* [ВЫБРАННЫЙ ТЕКСТ]:
━━━━━━━━━━━━━━━━
Для Микеланджело человека, несомненно, просвещенного, но отнюдь не обремененного литературой, который, разумеется, не был ни антикваром, ни археологом, Рим был лишь городом весьма отсталым в сравнении с Флоренцией. Городом, которого пока еще почти не коснулся Ренессанс. Художники того времени, эти «люди будущего», отнюдь не отличались суеверным отношением к прошлому. Если бы они были чересчур заняты древним, они никогда не создали бы ничего нового. Консервативный дух и разум не благоприятствуют творческому состоянию души. В этот период культ античности существовал лишь у философов, историков и ученых, которые не могли от него пострадать. Менее тираническим он был у поэтов, которые, однако, так и остались второстепенными, вероятно, именно по причине его деспотизма. Что касается художников, то их он почти не затронул, и Микеланджело меньше, чем кого-либо другого.

После Флоренции и даже после Болоньи он должен был воспринимать Рим как город, который, кроме того, что считался столицей христианства, не отличался ничем ошеломляющим. У него пока еще не было времени посетить частные коллекции, богатые античными произведениями. Во Флоренции предпочитали современность, она дышала легким, чистым воздухом, насыщенным живостью и предвкушением будущего. В Риме люди жили в несколько удушливой атмосфере прошлого, эксплуатируя великолепное наследие. Жили самим именем, репутацией древнего города. Ренессанс не произвел впечатления на этого дремлющего колосса: становление нового Рима из руин прошлого было делом рук барочных пап.
━━━━━━━━━━━━━━━━
* [КОРОТКАЯ ЗАДАЧА A]: Перепечатайте из текста о Микеланджело и Риме отрывок между «После Флоренции и» и «рук барочных пап.», включительно.
* [КОРОТКАЯ ЗАДАЧА B]:
Ответьте по тексту о Микеланджело и Риме:
(i) Каким городом был Рим для Микеланджело в сравнении с Флоренцией?
(ii) У кого в этот период существовал культ античности?
(iii) Чьим делом было становление нового Рима из руин прошлого?
* [КОРОТКАЯ ЗАДАЧА C]: Пожалуйста, продолжите текст о Микеланджело и Риме после его последнего предложения.
Перечень ниже для работы не понадобится.

* [ИСХОДНЫЕ ДАННЫЕ]:
━━━━━━━━━━━━━━━━
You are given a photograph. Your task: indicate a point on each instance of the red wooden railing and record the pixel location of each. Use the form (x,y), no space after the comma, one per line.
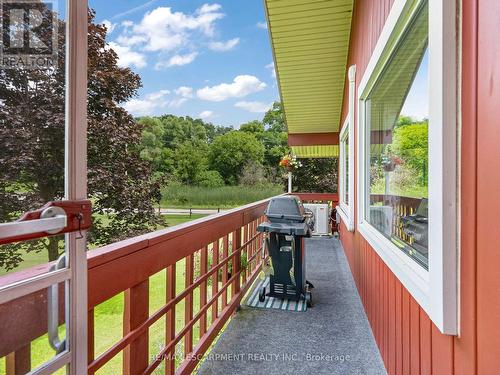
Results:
(220,259)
━━━━━━━━━━━━━━━━
* [ВЕРНЫЙ ОТВЕТ A]:
После Флоренции и даже после Болоньи он должен был воспринимать Рим как город, который, кроме того, что считался столицей христианства, не отличался ничем ошеломляющим. У него пока еще не было времени посетить частные коллекции, богатые античными произведениями. Во Флоренции предпочитали современность, она дышала легким, чистым воздухом, насыщенным живостью и предвкушением будущего. В Риме люди жили в несколько удушливой атмосфере прошлого, эксплуатируя великолепное наследие. Жили самим именем, репутацией древнего города. Ренессанс не произвел впечатления на этого дремлющего колосса: становление нового Рима из руин прошлого было делом рук барочных пап.

* [ВЕРНЫЙ ОТВЕТ B]:
(i) Городом весьма отсталым.
(ii) У философов, историков и ученых.
(iii) Делом рук барочных пап.

* [ВЕРНЫЙ ОТВЕТ C]:
«Больше ничего». Он повидал старые христианские базилики и, вероятно, удивился тому, насколько они в своей невыразительности не соответствовали его ожиданиям. Он без волнения рассматривал мозаики и фрески первых столетий. Все это не могло ничему его научить, было уже слишком далеко от него, чтобы повлиять на его искусство, но еще слишком близко, чтобы стать неким богатым прошлым. Его индивидуальность уже была категорически неприступной. У него не было потребности чему бы то ни было подражать. С точки зрения техники его «ремесло» было совершенным. Если бы он и поверил, подобно некоторым, в вечный конфликт между древним и современным, шутка Эроса его разубедила бы: он-то ведь создал настоящий античный шедевр.

Было бы наивной бессмыслицей вообразить, что Микеланджело мог писать отцу, братьям, своему другу Пополани безумно-восторженные письма. Он холодно говорил с ними о том, что интересовало его в данный момент, — о своих стычках с Бальдассаре. Но если сверх того его волновало и что-то другое, зачем об этом знать другим?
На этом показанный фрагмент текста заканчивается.